**HOW TO COMPLETE THIS TASK:**
With the pictures omitted, transcribe each line below exactly as it is.

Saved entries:
==================================================
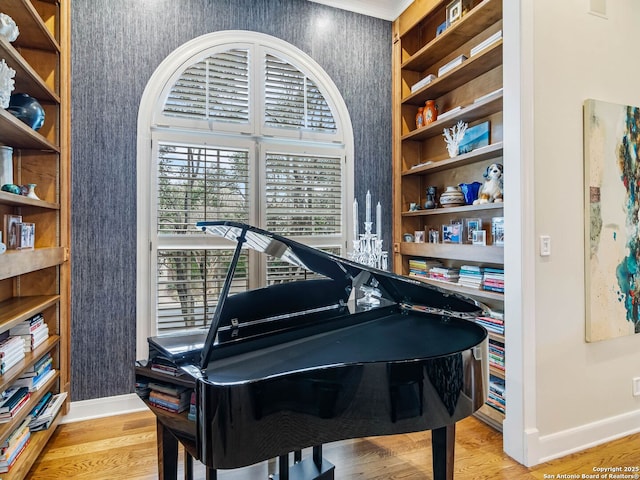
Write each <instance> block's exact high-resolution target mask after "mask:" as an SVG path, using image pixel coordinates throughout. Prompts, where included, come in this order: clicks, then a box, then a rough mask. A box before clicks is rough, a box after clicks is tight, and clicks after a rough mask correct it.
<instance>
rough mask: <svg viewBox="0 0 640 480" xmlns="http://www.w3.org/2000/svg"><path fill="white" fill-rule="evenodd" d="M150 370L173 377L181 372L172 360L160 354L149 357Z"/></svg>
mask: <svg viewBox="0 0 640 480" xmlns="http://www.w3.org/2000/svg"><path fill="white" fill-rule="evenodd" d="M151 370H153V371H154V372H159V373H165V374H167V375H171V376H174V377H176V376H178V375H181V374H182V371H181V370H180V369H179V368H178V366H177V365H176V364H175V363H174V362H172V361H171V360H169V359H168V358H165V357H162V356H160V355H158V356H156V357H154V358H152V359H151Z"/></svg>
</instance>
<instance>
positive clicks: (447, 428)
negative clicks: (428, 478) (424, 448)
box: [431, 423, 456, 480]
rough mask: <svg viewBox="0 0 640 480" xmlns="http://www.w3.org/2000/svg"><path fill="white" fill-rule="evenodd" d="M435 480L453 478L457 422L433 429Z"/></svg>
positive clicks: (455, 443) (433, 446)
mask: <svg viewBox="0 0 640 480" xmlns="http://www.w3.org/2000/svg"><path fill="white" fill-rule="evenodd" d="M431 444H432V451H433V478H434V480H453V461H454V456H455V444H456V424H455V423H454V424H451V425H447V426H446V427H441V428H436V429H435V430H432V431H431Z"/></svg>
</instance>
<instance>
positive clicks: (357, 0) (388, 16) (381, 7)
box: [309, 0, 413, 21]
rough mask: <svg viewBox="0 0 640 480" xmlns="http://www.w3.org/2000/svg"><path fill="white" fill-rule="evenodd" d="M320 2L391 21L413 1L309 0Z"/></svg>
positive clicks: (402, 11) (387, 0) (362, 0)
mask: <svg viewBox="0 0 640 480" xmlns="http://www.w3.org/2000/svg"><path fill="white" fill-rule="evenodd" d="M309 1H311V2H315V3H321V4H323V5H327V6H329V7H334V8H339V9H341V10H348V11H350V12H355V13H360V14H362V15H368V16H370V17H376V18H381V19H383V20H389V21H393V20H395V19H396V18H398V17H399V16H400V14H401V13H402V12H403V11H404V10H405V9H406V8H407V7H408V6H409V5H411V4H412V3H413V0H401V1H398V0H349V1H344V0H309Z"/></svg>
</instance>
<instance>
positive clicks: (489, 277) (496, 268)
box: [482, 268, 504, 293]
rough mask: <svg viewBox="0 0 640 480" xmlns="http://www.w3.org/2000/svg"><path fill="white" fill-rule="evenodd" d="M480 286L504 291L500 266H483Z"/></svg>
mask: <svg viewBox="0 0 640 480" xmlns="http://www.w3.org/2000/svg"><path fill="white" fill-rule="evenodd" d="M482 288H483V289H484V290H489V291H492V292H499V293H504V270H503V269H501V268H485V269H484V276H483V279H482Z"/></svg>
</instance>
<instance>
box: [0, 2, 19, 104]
==================================================
**EXPECTED ANSWER:**
Write each <instance> block's exact high-resolution target mask after "mask:" as an SVG path, using image pixel coordinates throughout. Prompts, where included, come in this order: clicks, then a box, then a rough mask. A box before clicks is rough, a box after clicks is tight, and clicks after a rough mask correct it.
<instance>
rough mask: <svg viewBox="0 0 640 480" xmlns="http://www.w3.org/2000/svg"><path fill="white" fill-rule="evenodd" d="M150 370L173 377L181 372L172 360L160 354L149 357Z"/></svg>
mask: <svg viewBox="0 0 640 480" xmlns="http://www.w3.org/2000/svg"><path fill="white" fill-rule="evenodd" d="M151 370H153V371H154V372H159V373H165V374H167V375H171V376H174V377H176V376H178V375H181V374H182V371H181V370H180V369H179V368H178V366H177V365H176V364H175V363H174V362H172V361H171V360H169V359H168V358H165V357H162V356H160V355H158V356H156V357H154V358H152V359H151Z"/></svg>
</instance>
<instance>
positive clicks: (447, 428)
negative clicks: (428, 478) (424, 448)
box: [431, 423, 456, 480]
rough mask: <svg viewBox="0 0 640 480" xmlns="http://www.w3.org/2000/svg"><path fill="white" fill-rule="evenodd" d="M435 480L453 478L457 422L433 429Z"/></svg>
positive clicks: (455, 443) (433, 446)
mask: <svg viewBox="0 0 640 480" xmlns="http://www.w3.org/2000/svg"><path fill="white" fill-rule="evenodd" d="M431 444H432V451H433V478H434V480H453V461H454V456H455V444H456V424H455V423H454V424H451V425H447V426H446V427H441V428H436V429H435V430H432V431H431Z"/></svg>
</instance>
<instance>
positive clicks: (357, 0) (388, 16) (381, 7)
box: [309, 0, 413, 21]
rough mask: <svg viewBox="0 0 640 480" xmlns="http://www.w3.org/2000/svg"><path fill="white" fill-rule="evenodd" d="M320 2L391 21L413 1L309 0Z"/></svg>
positive clicks: (402, 11) (387, 0) (362, 0)
mask: <svg viewBox="0 0 640 480" xmlns="http://www.w3.org/2000/svg"><path fill="white" fill-rule="evenodd" d="M309 1H311V2H315V3H321V4H323V5H327V6H329V7H334V8H339V9H341V10H348V11H350V12H355V13H360V14H362V15H368V16H370V17H376V18H381V19H383V20H389V21H393V20H395V19H396V18H398V17H399V16H400V14H401V13H402V12H403V11H404V10H405V9H406V8H407V7H408V6H409V5H411V4H412V3H413V0H401V1H398V0H349V1H344V0H309Z"/></svg>
</instance>
<instance>
positive clicks: (489, 277) (496, 268)
box: [482, 268, 504, 293]
rough mask: <svg viewBox="0 0 640 480" xmlns="http://www.w3.org/2000/svg"><path fill="white" fill-rule="evenodd" d="M480 286L504 291L500 266H483Z"/></svg>
mask: <svg viewBox="0 0 640 480" xmlns="http://www.w3.org/2000/svg"><path fill="white" fill-rule="evenodd" d="M482 288H483V289H484V290H489V291H492V292H499V293H504V270H503V269H501V268H485V269H484V276H483V279H482Z"/></svg>
</instance>
<instance>
box: [0, 2, 19, 104]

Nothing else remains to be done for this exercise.